> _Stated exercise 1_:
Do these statements agree with the passage on Qchex? (a) Qchex stated that it did not "obtain, input or direct" the delivery of consumer information. (b) Users could create and deliver checks without the Qchex software and the G7 workforce. (c) Qchex was unaware of the high fraud rate. Answer yes or no for each, quoting the deciding words of the passage.

> _Extracted text_:
======
Qchex's challenge to causation is best captured in its statement that it did not "obtain, input or direct" the delivery of consumer information nor facilitate the theft. This spin ignores the fact that Qchex created and controlled a system that facilitated fraud and that the company was on notice as to the high fraud rate. Qchex's approach would immunize a website operator that turned a blind eye to fraudulent business made possible only through the operator's software. Even if the creation of the checks was impossible without user input, that does not mean Qchex did not create the checks that it later delivered.
By Qchex's logic, a publishing house cannot be said to create and distribute books, because it is impossible to print books without content provided by an author. Indeed, the creation and distribution of most any good is subject to a host of sequential steps. Some of those steps involve the contribution of independent causal agents, but those contributions do not magically erase the role of the aggregator and distributor of the goods. This reality becomes obvious if we flip the counterfactual. Without the Qchex software and the G7 workforce, users would not be able to create and deliver checks. Therefore, by Qchex's lights, users cannot be said to create and deliver checks either. This circular logic leads to the absurd result that although checks have been created and delivered, no one is doing the creating or the delivering.
======
> _Records_:
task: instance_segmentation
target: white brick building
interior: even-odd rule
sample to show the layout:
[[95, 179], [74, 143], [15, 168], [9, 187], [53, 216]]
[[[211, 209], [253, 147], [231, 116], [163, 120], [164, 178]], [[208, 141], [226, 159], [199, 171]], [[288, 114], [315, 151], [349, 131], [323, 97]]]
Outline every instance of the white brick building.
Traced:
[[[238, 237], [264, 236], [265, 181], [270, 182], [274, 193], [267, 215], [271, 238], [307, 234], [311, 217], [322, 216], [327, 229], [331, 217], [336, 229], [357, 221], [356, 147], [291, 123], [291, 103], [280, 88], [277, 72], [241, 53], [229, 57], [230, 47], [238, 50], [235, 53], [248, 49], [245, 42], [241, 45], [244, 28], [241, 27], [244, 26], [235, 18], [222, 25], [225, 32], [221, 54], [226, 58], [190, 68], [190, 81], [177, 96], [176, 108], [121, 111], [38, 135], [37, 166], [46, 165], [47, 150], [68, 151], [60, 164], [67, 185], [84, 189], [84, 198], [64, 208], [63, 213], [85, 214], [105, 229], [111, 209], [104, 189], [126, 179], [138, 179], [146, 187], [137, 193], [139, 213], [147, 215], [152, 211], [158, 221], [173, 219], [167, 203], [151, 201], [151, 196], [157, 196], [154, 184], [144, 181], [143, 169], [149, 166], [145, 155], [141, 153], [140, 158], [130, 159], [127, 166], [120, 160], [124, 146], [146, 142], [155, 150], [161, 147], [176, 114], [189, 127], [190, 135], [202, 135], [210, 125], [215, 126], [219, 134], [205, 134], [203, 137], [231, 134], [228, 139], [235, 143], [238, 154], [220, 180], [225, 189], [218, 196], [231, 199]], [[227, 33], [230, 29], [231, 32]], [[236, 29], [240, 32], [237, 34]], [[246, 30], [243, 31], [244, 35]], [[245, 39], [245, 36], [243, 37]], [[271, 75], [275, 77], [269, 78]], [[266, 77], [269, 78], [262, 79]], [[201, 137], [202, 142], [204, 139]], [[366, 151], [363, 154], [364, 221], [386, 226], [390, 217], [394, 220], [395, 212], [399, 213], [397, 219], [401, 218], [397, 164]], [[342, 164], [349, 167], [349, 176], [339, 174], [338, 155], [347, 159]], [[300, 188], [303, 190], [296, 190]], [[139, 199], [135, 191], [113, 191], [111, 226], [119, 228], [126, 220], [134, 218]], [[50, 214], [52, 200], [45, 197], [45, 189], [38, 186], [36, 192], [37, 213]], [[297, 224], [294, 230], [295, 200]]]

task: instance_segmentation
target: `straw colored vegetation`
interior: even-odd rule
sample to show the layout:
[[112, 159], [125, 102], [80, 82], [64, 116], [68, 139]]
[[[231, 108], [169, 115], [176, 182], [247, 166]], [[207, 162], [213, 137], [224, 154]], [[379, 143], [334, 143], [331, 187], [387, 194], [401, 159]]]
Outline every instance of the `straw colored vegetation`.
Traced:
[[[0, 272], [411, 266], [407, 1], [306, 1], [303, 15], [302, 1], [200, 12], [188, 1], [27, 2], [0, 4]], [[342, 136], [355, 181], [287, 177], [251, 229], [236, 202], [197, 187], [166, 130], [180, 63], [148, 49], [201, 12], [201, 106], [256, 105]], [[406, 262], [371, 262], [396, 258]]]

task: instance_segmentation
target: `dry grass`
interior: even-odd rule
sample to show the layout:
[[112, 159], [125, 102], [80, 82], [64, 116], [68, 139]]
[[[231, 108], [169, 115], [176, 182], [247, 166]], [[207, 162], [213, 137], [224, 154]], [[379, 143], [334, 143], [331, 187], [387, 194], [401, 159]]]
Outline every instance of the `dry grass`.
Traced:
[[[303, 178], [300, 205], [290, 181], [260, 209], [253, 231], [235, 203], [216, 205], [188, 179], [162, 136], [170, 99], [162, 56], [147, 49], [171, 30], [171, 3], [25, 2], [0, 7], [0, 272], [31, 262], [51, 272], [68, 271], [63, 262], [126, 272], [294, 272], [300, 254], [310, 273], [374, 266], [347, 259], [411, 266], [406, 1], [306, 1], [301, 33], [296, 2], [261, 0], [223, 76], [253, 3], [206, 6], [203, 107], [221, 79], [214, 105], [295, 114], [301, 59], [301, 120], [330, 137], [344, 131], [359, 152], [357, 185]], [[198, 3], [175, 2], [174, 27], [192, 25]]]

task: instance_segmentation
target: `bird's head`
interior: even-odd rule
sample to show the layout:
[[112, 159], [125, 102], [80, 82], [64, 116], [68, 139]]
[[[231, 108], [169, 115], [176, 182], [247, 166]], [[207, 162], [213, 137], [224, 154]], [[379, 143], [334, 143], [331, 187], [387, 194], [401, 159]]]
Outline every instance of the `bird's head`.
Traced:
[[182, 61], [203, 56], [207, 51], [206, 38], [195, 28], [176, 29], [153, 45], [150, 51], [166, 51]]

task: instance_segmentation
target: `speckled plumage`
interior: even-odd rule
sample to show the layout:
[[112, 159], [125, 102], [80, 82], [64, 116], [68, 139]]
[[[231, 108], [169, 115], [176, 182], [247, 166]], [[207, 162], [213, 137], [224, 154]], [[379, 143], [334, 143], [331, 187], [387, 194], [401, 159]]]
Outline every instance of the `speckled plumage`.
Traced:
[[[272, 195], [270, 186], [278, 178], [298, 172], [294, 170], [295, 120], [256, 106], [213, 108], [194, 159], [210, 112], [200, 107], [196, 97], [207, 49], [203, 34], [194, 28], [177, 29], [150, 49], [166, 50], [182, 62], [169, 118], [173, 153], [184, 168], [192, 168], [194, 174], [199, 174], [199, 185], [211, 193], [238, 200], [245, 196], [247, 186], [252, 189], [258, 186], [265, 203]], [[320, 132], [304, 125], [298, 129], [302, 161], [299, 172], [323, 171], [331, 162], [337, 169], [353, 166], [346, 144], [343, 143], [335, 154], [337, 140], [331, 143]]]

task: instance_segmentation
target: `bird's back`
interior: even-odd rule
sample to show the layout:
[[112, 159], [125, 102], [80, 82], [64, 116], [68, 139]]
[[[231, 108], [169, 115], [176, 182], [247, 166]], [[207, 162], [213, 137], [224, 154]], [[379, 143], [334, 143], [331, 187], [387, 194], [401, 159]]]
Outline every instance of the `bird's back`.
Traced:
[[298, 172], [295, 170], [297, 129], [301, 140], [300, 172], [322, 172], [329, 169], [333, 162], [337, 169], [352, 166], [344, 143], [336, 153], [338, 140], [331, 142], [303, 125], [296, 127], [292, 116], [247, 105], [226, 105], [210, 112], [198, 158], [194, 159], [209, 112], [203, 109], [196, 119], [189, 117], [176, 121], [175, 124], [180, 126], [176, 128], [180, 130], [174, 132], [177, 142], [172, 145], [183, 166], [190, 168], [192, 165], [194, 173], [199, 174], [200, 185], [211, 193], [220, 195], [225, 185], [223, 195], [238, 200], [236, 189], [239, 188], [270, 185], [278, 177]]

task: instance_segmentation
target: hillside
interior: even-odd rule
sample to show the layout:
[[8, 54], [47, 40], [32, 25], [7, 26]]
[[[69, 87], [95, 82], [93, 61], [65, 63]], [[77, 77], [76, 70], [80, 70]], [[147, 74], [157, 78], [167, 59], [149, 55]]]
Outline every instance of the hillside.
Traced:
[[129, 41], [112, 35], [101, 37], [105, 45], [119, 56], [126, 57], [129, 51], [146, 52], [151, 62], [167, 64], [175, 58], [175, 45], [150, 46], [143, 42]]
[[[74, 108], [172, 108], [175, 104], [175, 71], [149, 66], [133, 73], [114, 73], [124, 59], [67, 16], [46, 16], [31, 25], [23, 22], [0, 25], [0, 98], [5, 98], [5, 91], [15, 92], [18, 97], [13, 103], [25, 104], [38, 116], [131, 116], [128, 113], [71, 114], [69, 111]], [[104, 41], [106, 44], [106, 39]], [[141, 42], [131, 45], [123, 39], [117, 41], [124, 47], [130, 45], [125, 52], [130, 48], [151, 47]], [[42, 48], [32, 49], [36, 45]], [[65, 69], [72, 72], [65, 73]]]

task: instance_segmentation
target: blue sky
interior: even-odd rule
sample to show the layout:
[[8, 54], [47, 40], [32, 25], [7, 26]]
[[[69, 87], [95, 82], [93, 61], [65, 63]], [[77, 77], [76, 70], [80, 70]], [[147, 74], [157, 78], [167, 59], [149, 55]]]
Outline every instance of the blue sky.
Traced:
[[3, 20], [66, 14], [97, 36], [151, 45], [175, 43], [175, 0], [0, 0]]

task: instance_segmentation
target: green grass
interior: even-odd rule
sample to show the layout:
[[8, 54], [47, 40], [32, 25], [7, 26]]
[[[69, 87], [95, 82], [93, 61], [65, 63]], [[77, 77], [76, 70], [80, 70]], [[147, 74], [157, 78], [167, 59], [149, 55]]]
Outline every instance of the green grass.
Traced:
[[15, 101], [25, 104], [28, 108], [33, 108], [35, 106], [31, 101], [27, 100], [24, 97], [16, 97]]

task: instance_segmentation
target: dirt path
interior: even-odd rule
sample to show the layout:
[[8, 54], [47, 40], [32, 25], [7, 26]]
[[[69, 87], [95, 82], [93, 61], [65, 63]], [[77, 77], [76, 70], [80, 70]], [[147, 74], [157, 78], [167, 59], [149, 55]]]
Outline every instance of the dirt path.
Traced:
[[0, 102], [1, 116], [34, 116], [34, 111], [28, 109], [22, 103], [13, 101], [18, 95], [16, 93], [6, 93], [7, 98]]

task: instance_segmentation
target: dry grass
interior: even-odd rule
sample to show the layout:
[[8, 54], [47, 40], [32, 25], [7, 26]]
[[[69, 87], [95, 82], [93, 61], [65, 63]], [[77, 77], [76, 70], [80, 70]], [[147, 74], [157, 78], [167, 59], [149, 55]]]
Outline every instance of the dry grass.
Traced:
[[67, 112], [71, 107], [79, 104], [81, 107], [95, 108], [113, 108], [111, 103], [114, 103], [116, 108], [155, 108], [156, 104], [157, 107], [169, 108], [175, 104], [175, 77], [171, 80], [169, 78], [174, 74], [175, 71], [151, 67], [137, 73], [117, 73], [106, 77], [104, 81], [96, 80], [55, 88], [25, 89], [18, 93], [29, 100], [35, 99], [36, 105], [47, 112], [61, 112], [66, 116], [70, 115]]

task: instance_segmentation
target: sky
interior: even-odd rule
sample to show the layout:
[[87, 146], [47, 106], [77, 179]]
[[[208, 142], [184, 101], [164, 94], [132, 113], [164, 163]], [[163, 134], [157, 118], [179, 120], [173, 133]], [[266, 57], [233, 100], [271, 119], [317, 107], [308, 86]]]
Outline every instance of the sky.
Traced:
======
> _Stated exercise 2_:
In the records, rename "white brick building" to "whitewashed brick building" from the first line through the line with "[[95, 179], [74, 143], [15, 168], [9, 187], [53, 216]]", leaving everything else unchanged, and return only those lines.

> _Correct response 1_:
(a) Yes: "it did not "obtain, input or direct" the delivery of consumer information nor facilitate the theft"
(b) No: "Without the Qchex software and the G7 workforce, users would not be able to create and deliver checks."
(c) No: "the company was on notice as to the high fraud rate"

> _Correct response 2_:
task: instance_segmentation
target: whitewashed brick building
interior: even-odd rule
sample to show the layout:
[[95, 179], [74, 143], [15, 168], [9, 187], [53, 216]]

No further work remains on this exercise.